BEGIN
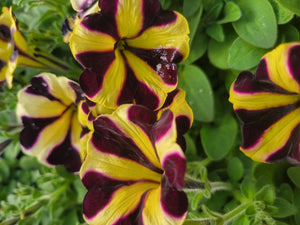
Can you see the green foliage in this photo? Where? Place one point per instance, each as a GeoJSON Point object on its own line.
{"type": "Point", "coordinates": [226, 37]}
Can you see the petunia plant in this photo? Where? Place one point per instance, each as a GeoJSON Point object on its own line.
{"type": "Point", "coordinates": [128, 112]}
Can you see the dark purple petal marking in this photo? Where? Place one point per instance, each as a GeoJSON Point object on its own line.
{"type": "Point", "coordinates": [170, 98]}
{"type": "Point", "coordinates": [5, 33]}
{"type": "Point", "coordinates": [78, 92]}
{"type": "Point", "coordinates": [146, 97]}
{"type": "Point", "coordinates": [163, 125]}
{"type": "Point", "coordinates": [162, 61]}
{"type": "Point", "coordinates": [65, 154]}
{"type": "Point", "coordinates": [174, 202]}
{"type": "Point", "coordinates": [100, 191]}
{"type": "Point", "coordinates": [40, 87]}
{"type": "Point", "coordinates": [175, 166]}
{"type": "Point", "coordinates": [96, 61]}
{"type": "Point", "coordinates": [289, 151]}
{"type": "Point", "coordinates": [102, 22]}
{"type": "Point", "coordinates": [32, 129]}
{"type": "Point", "coordinates": [129, 88]}
{"type": "Point", "coordinates": [142, 117]}
{"type": "Point", "coordinates": [135, 217]}
{"type": "Point", "coordinates": [247, 83]}
{"type": "Point", "coordinates": [2, 64]}
{"type": "Point", "coordinates": [294, 62]}
{"type": "Point", "coordinates": [90, 82]}
{"type": "Point", "coordinates": [254, 123]}
{"type": "Point", "coordinates": [108, 138]}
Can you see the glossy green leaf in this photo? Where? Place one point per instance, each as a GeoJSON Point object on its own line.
{"type": "Point", "coordinates": [218, 139]}
{"type": "Point", "coordinates": [292, 5]}
{"type": "Point", "coordinates": [218, 52]}
{"type": "Point", "coordinates": [283, 15]}
{"type": "Point", "coordinates": [199, 93]}
{"type": "Point", "coordinates": [294, 175]}
{"type": "Point", "coordinates": [243, 56]}
{"type": "Point", "coordinates": [216, 32]}
{"type": "Point", "coordinates": [257, 25]}
{"type": "Point", "coordinates": [285, 208]}
{"type": "Point", "coordinates": [232, 13]}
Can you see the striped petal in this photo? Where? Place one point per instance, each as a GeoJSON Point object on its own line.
{"type": "Point", "coordinates": [268, 105]}
{"type": "Point", "coordinates": [47, 109]}
{"type": "Point", "coordinates": [127, 182]}
{"type": "Point", "coordinates": [132, 46]}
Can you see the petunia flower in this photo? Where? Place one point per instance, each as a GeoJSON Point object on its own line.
{"type": "Point", "coordinates": [268, 105]}
{"type": "Point", "coordinates": [88, 111]}
{"type": "Point", "coordinates": [14, 50]}
{"type": "Point", "coordinates": [48, 111]}
{"type": "Point", "coordinates": [130, 46]}
{"type": "Point", "coordinates": [134, 169]}
{"type": "Point", "coordinates": [83, 8]}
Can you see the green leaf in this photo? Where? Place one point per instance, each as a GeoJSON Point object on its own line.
{"type": "Point", "coordinates": [235, 169]}
{"type": "Point", "coordinates": [257, 25]}
{"type": "Point", "coordinates": [248, 188]}
{"type": "Point", "coordinates": [216, 32]}
{"type": "Point", "coordinates": [293, 173]}
{"type": "Point", "coordinates": [218, 52]}
{"type": "Point", "coordinates": [292, 5]}
{"type": "Point", "coordinates": [199, 93]}
{"type": "Point", "coordinates": [283, 15]}
{"type": "Point", "coordinates": [190, 7]}
{"type": "Point", "coordinates": [243, 56]}
{"type": "Point", "coordinates": [285, 208]}
{"type": "Point", "coordinates": [218, 139]}
{"type": "Point", "coordinates": [232, 13]}
{"type": "Point", "coordinates": [266, 194]}
{"type": "Point", "coordinates": [288, 33]}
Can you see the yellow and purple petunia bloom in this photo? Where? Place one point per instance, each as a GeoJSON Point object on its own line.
{"type": "Point", "coordinates": [134, 169]}
{"type": "Point", "coordinates": [14, 50]}
{"type": "Point", "coordinates": [88, 111]}
{"type": "Point", "coordinates": [132, 47]}
{"type": "Point", "coordinates": [47, 109]}
{"type": "Point", "coordinates": [268, 105]}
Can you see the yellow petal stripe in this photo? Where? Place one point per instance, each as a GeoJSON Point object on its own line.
{"type": "Point", "coordinates": [129, 18]}
{"type": "Point", "coordinates": [280, 131]}
{"type": "Point", "coordinates": [174, 35]}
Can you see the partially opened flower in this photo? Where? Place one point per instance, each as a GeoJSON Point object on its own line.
{"type": "Point", "coordinates": [48, 111]}
{"type": "Point", "coordinates": [268, 105]}
{"type": "Point", "coordinates": [134, 169]}
{"type": "Point", "coordinates": [88, 111]}
{"type": "Point", "coordinates": [131, 46]}
{"type": "Point", "coordinates": [14, 50]}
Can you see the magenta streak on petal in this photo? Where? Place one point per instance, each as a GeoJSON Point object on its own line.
{"type": "Point", "coordinates": [33, 127]}
{"type": "Point", "coordinates": [135, 217]}
{"type": "Point", "coordinates": [256, 122]}
{"type": "Point", "coordinates": [78, 92]}
{"type": "Point", "coordinates": [294, 63]}
{"type": "Point", "coordinates": [290, 150]}
{"type": "Point", "coordinates": [174, 166]}
{"type": "Point", "coordinates": [40, 87]}
{"type": "Point", "coordinates": [100, 192]}
{"type": "Point", "coordinates": [129, 88]}
{"type": "Point", "coordinates": [173, 202]}
{"type": "Point", "coordinates": [163, 125]}
{"type": "Point", "coordinates": [65, 154]}
{"type": "Point", "coordinates": [146, 97]}
{"type": "Point", "coordinates": [108, 138]}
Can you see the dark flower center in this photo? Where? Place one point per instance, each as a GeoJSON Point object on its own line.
{"type": "Point", "coordinates": [121, 45]}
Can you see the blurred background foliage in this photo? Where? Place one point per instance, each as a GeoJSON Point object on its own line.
{"type": "Point", "coordinates": [226, 37]}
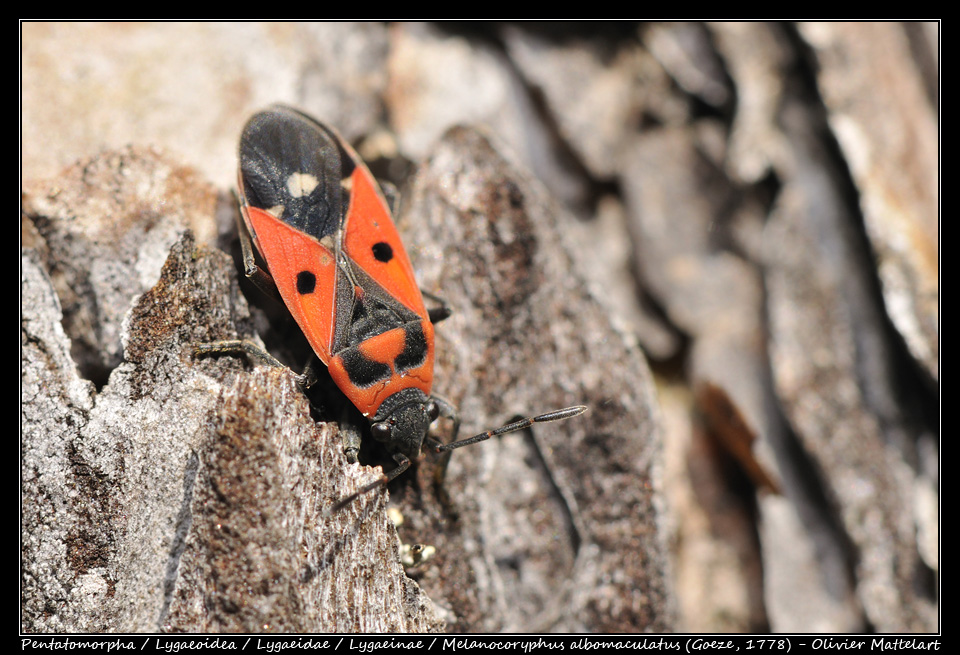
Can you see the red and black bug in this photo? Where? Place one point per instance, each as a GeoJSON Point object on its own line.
{"type": "Point", "coordinates": [321, 223]}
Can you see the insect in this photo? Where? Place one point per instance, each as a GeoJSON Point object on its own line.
{"type": "Point", "coordinates": [320, 221]}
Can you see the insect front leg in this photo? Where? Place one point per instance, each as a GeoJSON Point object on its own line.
{"type": "Point", "coordinates": [239, 346]}
{"type": "Point", "coordinates": [447, 410]}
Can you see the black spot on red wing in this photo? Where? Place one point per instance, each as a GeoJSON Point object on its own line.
{"type": "Point", "coordinates": [306, 282]}
{"type": "Point", "coordinates": [382, 251]}
{"type": "Point", "coordinates": [362, 371]}
{"type": "Point", "coordinates": [414, 348]}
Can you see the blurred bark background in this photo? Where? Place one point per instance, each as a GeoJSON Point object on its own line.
{"type": "Point", "coordinates": [723, 238]}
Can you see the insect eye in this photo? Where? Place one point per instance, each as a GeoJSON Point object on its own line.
{"type": "Point", "coordinates": [381, 431]}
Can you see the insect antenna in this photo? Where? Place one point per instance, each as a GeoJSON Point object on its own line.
{"type": "Point", "coordinates": [556, 415]}
{"type": "Point", "coordinates": [403, 462]}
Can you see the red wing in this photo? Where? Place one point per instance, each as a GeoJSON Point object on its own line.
{"type": "Point", "coordinates": [305, 274]}
{"type": "Point", "coordinates": [372, 242]}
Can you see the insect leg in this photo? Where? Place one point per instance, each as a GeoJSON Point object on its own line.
{"type": "Point", "coordinates": [255, 352]}
{"type": "Point", "coordinates": [350, 432]}
{"type": "Point", "coordinates": [260, 278]}
{"type": "Point", "coordinates": [403, 463]}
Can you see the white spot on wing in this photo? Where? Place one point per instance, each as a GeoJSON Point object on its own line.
{"type": "Point", "coordinates": [301, 184]}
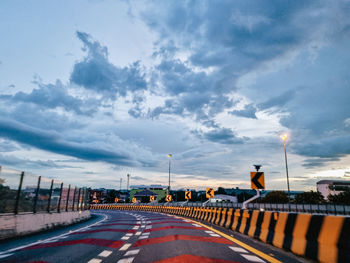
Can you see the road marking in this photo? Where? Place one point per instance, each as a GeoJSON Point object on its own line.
{"type": "Point", "coordinates": [240, 243]}
{"type": "Point", "coordinates": [105, 253]}
{"type": "Point", "coordinates": [105, 217]}
{"type": "Point", "coordinates": [5, 256]}
{"type": "Point", "coordinates": [239, 249]}
{"type": "Point", "coordinates": [125, 247]}
{"type": "Point", "coordinates": [252, 258]}
{"type": "Point", "coordinates": [95, 260]}
{"type": "Point", "coordinates": [132, 252]}
{"type": "Point", "coordinates": [126, 260]}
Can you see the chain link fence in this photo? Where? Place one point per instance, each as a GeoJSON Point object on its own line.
{"type": "Point", "coordinates": [22, 192]}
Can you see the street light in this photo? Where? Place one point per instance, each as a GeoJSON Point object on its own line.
{"type": "Point", "coordinates": [284, 137]}
{"type": "Point", "coordinates": [169, 155]}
END
Work to be completed: Restate the tail of the listing word for word, beginning at the line containing "Can you see the street".

Exercise result:
Can you see the street light in this photo? Where? Place one point per instance, each as a GeoJSON Point object on its own line.
{"type": "Point", "coordinates": [284, 137]}
{"type": "Point", "coordinates": [169, 155]}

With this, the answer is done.